Records from a dataset:
··········

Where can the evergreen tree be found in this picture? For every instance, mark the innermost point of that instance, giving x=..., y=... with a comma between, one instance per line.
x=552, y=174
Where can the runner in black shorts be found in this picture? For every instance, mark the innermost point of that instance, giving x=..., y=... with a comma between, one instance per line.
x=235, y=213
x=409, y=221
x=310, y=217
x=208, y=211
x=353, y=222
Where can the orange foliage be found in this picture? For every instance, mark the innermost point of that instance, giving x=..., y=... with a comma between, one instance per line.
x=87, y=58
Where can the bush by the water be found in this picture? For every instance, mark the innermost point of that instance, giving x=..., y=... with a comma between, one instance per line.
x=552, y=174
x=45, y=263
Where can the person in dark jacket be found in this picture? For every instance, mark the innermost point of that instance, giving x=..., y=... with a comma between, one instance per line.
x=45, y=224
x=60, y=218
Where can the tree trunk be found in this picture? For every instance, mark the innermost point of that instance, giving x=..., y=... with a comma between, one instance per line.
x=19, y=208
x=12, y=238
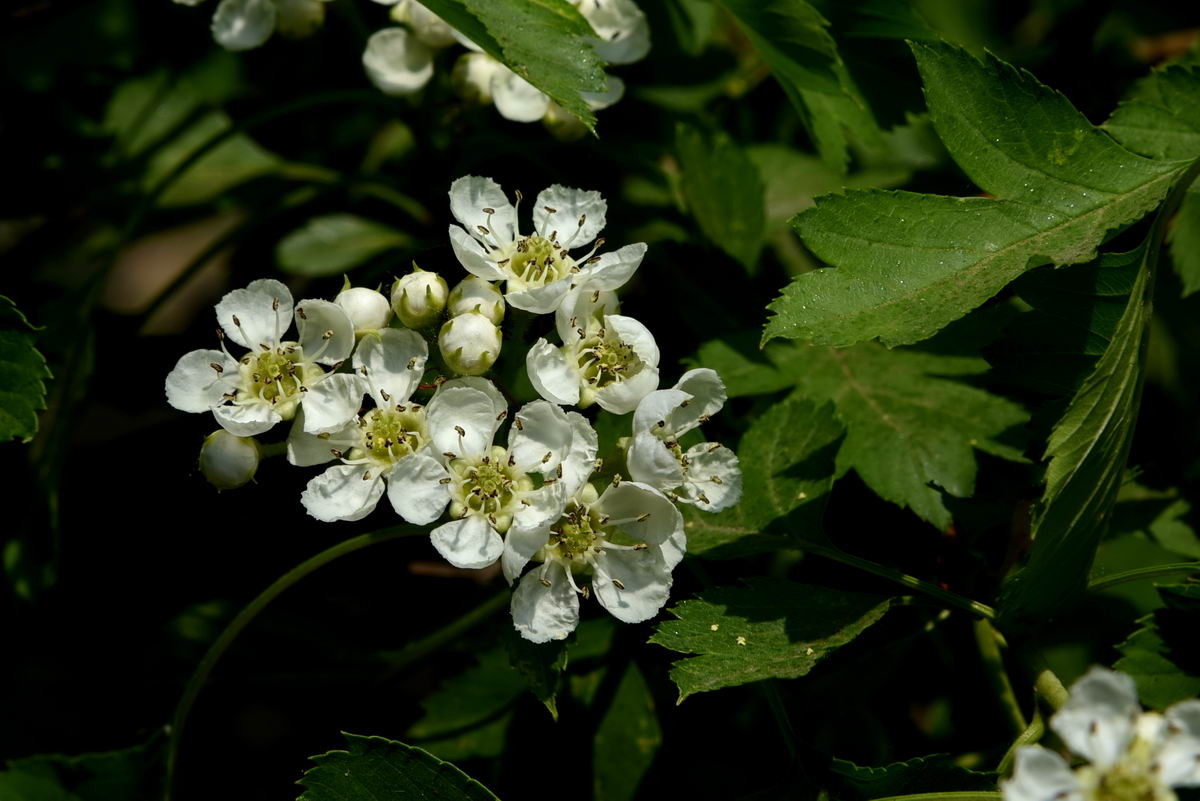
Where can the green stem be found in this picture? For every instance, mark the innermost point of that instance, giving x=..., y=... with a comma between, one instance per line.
x=912, y=582
x=246, y=616
x=1105, y=582
x=988, y=640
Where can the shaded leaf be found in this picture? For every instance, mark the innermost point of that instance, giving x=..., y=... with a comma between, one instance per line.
x=766, y=630
x=905, y=264
x=376, y=769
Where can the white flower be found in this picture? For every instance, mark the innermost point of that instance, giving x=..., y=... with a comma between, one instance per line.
x=627, y=540
x=388, y=447
x=267, y=385
x=708, y=474
x=469, y=343
x=1134, y=756
x=491, y=488
x=605, y=357
x=538, y=269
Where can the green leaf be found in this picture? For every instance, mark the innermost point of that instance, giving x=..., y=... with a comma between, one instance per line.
x=905, y=264
x=1162, y=656
x=546, y=42
x=787, y=469
x=333, y=244
x=911, y=432
x=627, y=740
x=767, y=630
x=23, y=373
x=376, y=769
x=724, y=193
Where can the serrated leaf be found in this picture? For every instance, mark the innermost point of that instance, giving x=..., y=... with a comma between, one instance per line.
x=377, y=769
x=23, y=373
x=627, y=740
x=546, y=42
x=724, y=193
x=906, y=264
x=911, y=432
x=787, y=468
x=333, y=244
x=766, y=630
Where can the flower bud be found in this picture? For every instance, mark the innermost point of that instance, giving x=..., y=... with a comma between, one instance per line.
x=477, y=295
x=228, y=462
x=419, y=297
x=469, y=343
x=367, y=308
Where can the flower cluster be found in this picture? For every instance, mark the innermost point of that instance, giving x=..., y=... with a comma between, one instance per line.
x=1132, y=756
x=522, y=487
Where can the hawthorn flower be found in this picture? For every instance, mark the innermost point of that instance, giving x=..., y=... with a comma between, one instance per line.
x=707, y=475
x=605, y=357
x=387, y=449
x=268, y=384
x=627, y=540
x=1133, y=756
x=538, y=269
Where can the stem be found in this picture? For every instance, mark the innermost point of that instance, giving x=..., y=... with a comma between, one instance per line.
x=912, y=582
x=1101, y=584
x=246, y=616
x=988, y=640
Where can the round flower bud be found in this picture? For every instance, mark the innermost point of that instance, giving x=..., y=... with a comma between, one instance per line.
x=367, y=309
x=477, y=295
x=419, y=297
x=469, y=343
x=228, y=462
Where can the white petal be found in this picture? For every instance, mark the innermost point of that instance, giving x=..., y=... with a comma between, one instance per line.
x=195, y=385
x=551, y=375
x=345, y=492
x=545, y=613
x=622, y=398
x=247, y=420
x=415, y=488
x=333, y=402
x=396, y=61
x=649, y=462
x=1097, y=721
x=327, y=332
x=307, y=450
x=461, y=421
x=395, y=361
x=581, y=458
x=1041, y=775
x=646, y=584
x=616, y=267
x=469, y=543
x=541, y=300
x=473, y=257
x=660, y=524
x=713, y=470
x=469, y=196
x=516, y=98
x=243, y=24
x=569, y=208
x=263, y=313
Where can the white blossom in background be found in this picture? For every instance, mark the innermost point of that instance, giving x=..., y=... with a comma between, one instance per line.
x=619, y=546
x=1133, y=756
x=537, y=269
x=707, y=475
x=267, y=385
x=605, y=359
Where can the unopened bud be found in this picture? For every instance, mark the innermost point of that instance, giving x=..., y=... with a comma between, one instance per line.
x=469, y=343
x=367, y=308
x=419, y=297
x=227, y=461
x=477, y=295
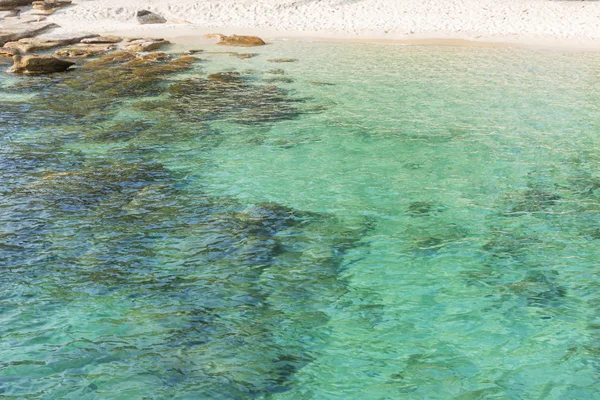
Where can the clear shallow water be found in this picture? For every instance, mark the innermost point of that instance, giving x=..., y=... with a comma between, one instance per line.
x=404, y=222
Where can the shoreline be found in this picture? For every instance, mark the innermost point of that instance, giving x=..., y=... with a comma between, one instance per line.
x=193, y=35
x=562, y=25
x=534, y=24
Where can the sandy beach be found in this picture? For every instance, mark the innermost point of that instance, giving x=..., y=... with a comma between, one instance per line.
x=513, y=21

··········

WORK TASK
Give the records again exactly, minus the pictures.

RESPONSE BELOW
Where can the evergreen tree be found in this picture? For every instance, mark the innermost point of that instance, giving x=..., y=... with a comma between, one instance per line.
x=552, y=174
Where can the runner in black shorts be found in this picture? For every instance, mark the innermost point of that instance, giving x=..., y=... with a comma between, one instance per line.
x=235, y=213
x=409, y=221
x=310, y=217
x=208, y=211
x=353, y=222
Where can the orange foliage be found in this picture? For every instance, mark the innermost point of that instance, giving x=..., y=... with a comma between, one instance per line.
x=87, y=58
Where can the bush by the water be found in this picture? For every instance, mark the innermost point of that instance, giving x=..., y=... with a comma between, one instance per line.
x=552, y=174
x=45, y=263
Where can the person in dark jacket be found in this picture? For every instance, mark the innermost point of that instance, giving x=..., y=... with a comma between, one instance per line.
x=45, y=224
x=60, y=218
Where can the tree trunk be found in this picture? For every instance, mark the innermost point of that instance, giving x=..., y=... with a comma between, one instance per line.
x=19, y=208
x=12, y=238
Where can the green stem be found in this picture? For every instance, mark the innermost point of that instance, giving x=..., y=... with a comma between, one instance per line.
x=912, y=582
x=246, y=616
x=1105, y=582
x=988, y=640
Where can the shaded leaf be found in this picture? For every instance, mark the innermost point of that instance, giving x=..., y=... with a comma between, one instance per line.
x=766, y=630
x=905, y=264
x=376, y=769
Where can the white flower be found in this picture? For every instance, mark the innermost point of that instance, giving x=..., y=... with a comma between, one instance per line.
x=627, y=540
x=388, y=447
x=267, y=385
x=708, y=474
x=469, y=343
x=1134, y=756
x=491, y=488
x=605, y=357
x=538, y=269
Where can the green leaf be found in this picture? For every instance, mark the innermost point of that instance, giving x=..., y=... with a comma between, one instance per line.
x=905, y=264
x=1162, y=656
x=546, y=42
x=787, y=469
x=333, y=244
x=911, y=432
x=627, y=740
x=767, y=630
x=23, y=373
x=376, y=769
x=724, y=193
Where can the serrated leaf be found in this picture? For every instance, mark the innermost point of that instance, giving x=..., y=... with a comma between, one instance per line.
x=377, y=769
x=23, y=373
x=627, y=740
x=546, y=42
x=724, y=193
x=906, y=264
x=911, y=432
x=787, y=468
x=333, y=244
x=766, y=630
Where can the flower bud be found in this picture? For every instance, mark the innermost point of that instance, giving x=..., y=... with a comma between, one instance per line.
x=477, y=295
x=228, y=462
x=419, y=297
x=469, y=343
x=367, y=308
Where can the flower cluster be found in this picture? For every instance, mark the innermost point of that instance, giving x=..., y=... with a comma between, one instance per line.
x=1132, y=756
x=522, y=487
Where can the hawthorn flower be found in this picture? For every instance, mark the innermost point of that instance, giving x=..., y=... with a comma between, one instance per line.
x=707, y=475
x=605, y=357
x=387, y=449
x=268, y=384
x=627, y=540
x=1133, y=756
x=538, y=269
Where can the stem be found in this picture? For every instance, mark the innermost point of that instance, giving x=..., y=... with a comma between, one instance per line.
x=912, y=582
x=1101, y=584
x=246, y=616
x=988, y=640
Where can the round flower bud be found in this picture? For every instance, mark the innermost point of that instance, giving x=..., y=... with a comma between, one instance per line.
x=367, y=309
x=477, y=295
x=419, y=297
x=469, y=343
x=228, y=462
Where can the white petal be found in this picture? For every instance, mark the innermost point of that instance, giving x=..., y=... with a comma between, one instance per line.
x=195, y=385
x=551, y=375
x=345, y=492
x=545, y=613
x=622, y=398
x=247, y=420
x=415, y=488
x=333, y=402
x=396, y=61
x=649, y=462
x=1097, y=721
x=327, y=332
x=307, y=450
x=461, y=421
x=395, y=361
x=581, y=458
x=1041, y=775
x=646, y=584
x=616, y=267
x=469, y=543
x=541, y=300
x=473, y=257
x=660, y=524
x=713, y=470
x=469, y=196
x=516, y=98
x=243, y=24
x=569, y=208
x=263, y=313
Where can the white blossom in background be found in this picture? For every instance, mark the innermost point of that instance, giving x=..., y=... with a comma between, one instance per line.
x=619, y=546
x=1133, y=756
x=537, y=269
x=707, y=475
x=267, y=385
x=605, y=359
Where can the unopened bud be found in this picture? For every instance, mark the innermost point of that instance, giving x=..., y=... with a comma between, one instance per line.
x=469, y=343
x=367, y=308
x=419, y=297
x=227, y=461
x=477, y=295
Where can the clear shallow water be found in this picture? For every instance, mark the innermost point of that instance, giving x=..., y=... with a comma between, one instance per line.
x=404, y=222
Where can the shoreline be found in this picture? For every instance, mark the innermost point of that instance, giving x=..., y=... with a comma between, one instance per line.
x=193, y=35
x=562, y=25
x=534, y=24
Where can the sandy beach be found in this picture? For every instance, mark the innermost point of that instance, giving x=..., y=... with a comma between, one instance per line.
x=513, y=21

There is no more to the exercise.